To do: An exact transcription is needed, starting with the line that contains "Reviewer note: every instance of the banner" and ending with the last line of the records.

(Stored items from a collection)
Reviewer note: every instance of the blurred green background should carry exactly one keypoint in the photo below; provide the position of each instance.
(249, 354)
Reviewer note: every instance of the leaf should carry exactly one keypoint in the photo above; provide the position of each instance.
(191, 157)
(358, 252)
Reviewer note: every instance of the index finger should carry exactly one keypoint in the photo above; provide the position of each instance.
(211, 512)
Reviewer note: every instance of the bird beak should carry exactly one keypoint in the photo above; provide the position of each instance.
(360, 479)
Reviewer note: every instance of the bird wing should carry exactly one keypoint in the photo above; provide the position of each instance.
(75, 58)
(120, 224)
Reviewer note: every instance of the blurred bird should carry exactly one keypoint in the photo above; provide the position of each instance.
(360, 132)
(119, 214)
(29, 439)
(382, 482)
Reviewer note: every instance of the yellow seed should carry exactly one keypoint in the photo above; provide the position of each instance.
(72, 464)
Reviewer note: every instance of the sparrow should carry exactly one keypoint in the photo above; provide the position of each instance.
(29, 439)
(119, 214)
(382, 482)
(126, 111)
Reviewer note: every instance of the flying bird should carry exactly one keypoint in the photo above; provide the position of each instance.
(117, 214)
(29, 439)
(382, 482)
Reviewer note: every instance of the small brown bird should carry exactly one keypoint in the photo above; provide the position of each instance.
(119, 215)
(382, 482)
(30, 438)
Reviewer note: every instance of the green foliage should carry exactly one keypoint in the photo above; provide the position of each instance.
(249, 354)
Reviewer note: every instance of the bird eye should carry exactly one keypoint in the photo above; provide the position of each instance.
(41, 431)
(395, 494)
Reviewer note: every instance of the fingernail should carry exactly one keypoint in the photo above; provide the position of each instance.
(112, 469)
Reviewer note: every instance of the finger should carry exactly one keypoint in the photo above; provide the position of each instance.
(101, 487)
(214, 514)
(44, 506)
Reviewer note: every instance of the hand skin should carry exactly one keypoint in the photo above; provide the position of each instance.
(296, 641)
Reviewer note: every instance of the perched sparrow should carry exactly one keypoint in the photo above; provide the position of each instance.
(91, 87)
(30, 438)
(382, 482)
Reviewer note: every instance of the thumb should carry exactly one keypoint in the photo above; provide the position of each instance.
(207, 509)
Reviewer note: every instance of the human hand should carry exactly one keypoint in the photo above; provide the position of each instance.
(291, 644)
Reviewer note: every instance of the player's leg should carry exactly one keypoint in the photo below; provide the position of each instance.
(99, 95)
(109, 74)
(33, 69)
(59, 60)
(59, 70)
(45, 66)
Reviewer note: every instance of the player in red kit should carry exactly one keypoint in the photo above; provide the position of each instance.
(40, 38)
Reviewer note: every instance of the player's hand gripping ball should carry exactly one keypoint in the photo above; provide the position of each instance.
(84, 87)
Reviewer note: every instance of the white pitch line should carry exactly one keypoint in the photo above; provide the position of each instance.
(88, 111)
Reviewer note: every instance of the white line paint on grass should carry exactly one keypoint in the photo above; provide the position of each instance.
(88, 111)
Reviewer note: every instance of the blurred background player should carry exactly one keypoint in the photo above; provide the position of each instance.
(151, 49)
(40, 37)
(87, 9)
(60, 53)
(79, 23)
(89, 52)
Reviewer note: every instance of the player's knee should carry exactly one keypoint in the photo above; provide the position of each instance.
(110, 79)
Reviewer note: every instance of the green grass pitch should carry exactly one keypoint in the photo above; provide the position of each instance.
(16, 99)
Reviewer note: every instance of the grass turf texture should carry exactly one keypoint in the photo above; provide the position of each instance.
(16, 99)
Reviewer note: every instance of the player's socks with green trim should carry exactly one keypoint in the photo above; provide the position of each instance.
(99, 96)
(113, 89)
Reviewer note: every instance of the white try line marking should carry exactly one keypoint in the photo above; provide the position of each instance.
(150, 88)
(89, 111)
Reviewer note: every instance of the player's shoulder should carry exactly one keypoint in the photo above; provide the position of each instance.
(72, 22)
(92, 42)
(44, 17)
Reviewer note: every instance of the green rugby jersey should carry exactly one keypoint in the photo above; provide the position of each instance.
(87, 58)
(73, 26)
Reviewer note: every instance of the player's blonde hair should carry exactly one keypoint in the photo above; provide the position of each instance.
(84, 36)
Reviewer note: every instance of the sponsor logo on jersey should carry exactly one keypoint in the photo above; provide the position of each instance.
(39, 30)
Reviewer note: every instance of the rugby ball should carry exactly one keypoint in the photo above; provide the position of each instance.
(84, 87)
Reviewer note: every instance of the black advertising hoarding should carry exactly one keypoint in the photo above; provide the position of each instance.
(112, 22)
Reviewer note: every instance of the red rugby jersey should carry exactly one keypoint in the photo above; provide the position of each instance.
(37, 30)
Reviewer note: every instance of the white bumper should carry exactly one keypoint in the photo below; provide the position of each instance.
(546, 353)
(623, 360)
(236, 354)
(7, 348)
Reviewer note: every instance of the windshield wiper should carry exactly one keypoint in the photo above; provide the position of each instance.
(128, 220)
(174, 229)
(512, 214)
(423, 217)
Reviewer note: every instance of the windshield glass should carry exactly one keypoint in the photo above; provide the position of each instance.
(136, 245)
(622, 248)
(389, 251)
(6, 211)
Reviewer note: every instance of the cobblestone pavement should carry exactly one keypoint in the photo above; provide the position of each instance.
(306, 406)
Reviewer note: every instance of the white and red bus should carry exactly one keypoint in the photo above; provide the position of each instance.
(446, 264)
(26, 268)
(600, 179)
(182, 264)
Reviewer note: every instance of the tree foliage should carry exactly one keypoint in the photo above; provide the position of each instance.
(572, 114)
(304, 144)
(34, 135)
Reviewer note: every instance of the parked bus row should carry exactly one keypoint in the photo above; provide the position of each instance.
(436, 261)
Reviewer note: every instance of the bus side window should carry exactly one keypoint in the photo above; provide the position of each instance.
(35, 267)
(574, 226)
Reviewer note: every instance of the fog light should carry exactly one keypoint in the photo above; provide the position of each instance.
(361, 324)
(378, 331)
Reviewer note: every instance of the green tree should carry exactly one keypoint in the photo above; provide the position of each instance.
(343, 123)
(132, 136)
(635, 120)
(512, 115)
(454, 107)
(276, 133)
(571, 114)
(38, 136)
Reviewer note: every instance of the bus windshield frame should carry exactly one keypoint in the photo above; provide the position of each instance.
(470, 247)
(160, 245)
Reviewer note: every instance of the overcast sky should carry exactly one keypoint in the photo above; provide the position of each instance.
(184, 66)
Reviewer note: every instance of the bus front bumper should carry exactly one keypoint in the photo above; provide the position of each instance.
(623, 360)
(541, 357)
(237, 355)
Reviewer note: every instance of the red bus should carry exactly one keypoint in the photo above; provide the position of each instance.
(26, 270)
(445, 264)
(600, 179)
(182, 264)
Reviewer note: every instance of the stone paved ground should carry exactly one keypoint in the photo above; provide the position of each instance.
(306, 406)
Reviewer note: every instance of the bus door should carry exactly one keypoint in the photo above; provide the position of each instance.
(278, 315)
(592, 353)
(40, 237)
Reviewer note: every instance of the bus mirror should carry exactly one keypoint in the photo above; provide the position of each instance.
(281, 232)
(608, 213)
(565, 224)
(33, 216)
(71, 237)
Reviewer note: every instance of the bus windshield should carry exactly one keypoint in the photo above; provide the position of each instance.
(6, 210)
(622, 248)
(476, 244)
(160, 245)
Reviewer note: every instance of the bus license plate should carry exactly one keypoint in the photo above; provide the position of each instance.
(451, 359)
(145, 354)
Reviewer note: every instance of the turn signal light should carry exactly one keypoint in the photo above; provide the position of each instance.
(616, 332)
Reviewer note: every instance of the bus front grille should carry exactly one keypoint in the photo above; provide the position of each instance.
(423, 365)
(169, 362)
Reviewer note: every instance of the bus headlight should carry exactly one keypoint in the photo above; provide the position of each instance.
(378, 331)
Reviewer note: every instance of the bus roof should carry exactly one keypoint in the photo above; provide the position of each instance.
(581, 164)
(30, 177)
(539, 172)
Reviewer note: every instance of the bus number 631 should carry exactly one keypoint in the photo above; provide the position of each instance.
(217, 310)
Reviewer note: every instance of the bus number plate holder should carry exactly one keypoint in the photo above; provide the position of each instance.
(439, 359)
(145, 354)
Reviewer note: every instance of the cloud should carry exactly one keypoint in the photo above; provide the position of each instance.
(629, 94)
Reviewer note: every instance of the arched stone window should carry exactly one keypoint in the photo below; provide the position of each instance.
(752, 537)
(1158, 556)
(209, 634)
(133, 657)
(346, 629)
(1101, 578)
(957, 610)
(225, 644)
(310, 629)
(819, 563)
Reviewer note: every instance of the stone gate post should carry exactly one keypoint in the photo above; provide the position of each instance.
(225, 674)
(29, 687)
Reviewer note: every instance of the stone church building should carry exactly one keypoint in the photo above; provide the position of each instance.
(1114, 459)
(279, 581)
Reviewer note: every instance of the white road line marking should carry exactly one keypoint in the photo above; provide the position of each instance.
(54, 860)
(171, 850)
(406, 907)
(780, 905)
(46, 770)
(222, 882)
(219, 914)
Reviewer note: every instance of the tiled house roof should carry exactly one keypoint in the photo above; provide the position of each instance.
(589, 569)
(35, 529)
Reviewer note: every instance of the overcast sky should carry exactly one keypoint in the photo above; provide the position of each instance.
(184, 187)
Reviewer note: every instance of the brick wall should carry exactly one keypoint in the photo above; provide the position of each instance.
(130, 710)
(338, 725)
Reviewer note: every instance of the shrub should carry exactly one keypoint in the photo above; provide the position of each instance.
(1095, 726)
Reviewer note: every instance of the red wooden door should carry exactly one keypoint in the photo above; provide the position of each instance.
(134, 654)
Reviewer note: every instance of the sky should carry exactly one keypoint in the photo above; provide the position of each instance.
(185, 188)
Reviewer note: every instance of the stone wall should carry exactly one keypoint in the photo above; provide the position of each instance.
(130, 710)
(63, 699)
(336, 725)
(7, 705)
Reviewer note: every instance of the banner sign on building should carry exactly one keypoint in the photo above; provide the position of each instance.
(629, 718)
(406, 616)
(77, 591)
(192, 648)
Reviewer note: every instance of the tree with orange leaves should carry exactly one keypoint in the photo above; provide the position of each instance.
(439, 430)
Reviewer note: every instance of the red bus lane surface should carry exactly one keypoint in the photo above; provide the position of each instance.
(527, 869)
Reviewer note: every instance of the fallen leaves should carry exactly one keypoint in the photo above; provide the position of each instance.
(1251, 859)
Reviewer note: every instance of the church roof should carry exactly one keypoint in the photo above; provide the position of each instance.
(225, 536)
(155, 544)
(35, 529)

Task response:
Reviewer note: every instance of the banner sign on building should carry exactly one keypoint in the photo above; provide the position of each instance.
(629, 718)
(406, 616)
(77, 591)
(192, 648)
Reviewer note: every instance of the tree with orange leaves should carry exactly one keypoint in the photo above; provide the position of each instance.
(439, 430)
Reviewer note: every instance of the red bus lane surface should carry exactly one keypoint in the photo above; provide the position of each instance.
(527, 869)
Reviewer note: every instance of the fallen leaves should carry exactly one keypoint in the photo above; provide the position of each instance.
(1251, 859)
Reviewer note: every instance of the church roof should carry exactly one keypoint in the photo above; provide the position of each instance.
(225, 536)
(155, 544)
(35, 529)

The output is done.